What you should do >> Rewrite the lines below with every "photo" changed to "image" and nothing else altered, and omit the pictures from your answer.

Stored records >>
----------------------------------------

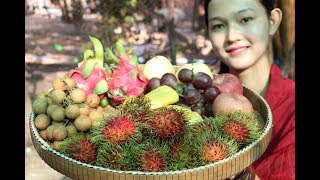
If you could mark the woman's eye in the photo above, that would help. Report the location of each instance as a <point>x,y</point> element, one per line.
<point>246,19</point>
<point>217,27</point>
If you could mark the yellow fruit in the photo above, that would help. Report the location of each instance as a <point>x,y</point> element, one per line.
<point>157,66</point>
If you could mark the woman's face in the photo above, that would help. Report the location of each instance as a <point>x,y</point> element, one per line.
<point>239,31</point>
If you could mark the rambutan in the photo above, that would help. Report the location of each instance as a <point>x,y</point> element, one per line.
<point>136,108</point>
<point>178,156</point>
<point>214,151</point>
<point>152,161</point>
<point>116,129</point>
<point>123,157</point>
<point>167,122</point>
<point>215,148</point>
<point>239,126</point>
<point>119,130</point>
<point>80,148</point>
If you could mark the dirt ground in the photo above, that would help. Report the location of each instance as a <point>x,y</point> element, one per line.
<point>43,65</point>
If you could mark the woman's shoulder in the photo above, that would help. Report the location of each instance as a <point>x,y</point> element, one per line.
<point>280,89</point>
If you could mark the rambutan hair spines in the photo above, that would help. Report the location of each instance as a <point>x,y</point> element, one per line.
<point>243,128</point>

----------------------------------------

Answer for the task >>
If you could mark the woman's eye in the image above, that would help. Report the location of each instance as a <point>x,y</point> element, one per line.
<point>246,19</point>
<point>217,27</point>
If you could mark the yellow fruit in the image above, that would help. Report the location of each instance as a <point>x,y</point> element, one per line.
<point>157,66</point>
If you could mark the woman's face in the image above, that would help. Report the location of each instance as a <point>x,y</point> element, one per line.
<point>239,31</point>
If you could mark the rambutan in the image above, that would help. Report the location of each instance as a <point>x,y</point> element, one per line.
<point>136,108</point>
<point>178,156</point>
<point>214,151</point>
<point>152,161</point>
<point>116,129</point>
<point>123,157</point>
<point>167,122</point>
<point>215,148</point>
<point>239,126</point>
<point>119,130</point>
<point>80,148</point>
If you could mark the dirt ground in the image above, that would help. Report the location of each instance as a <point>x,y</point> element, one per line.
<point>43,65</point>
If you could mark the woman's shoulder in the image above, that would help. Report the location of each instance as a <point>x,y</point> element, one per line.
<point>280,89</point>
If you could mark the rambutan hair spines in the image above, that would help. Report the location of each instance as a <point>x,y</point> element, one per line.
<point>243,128</point>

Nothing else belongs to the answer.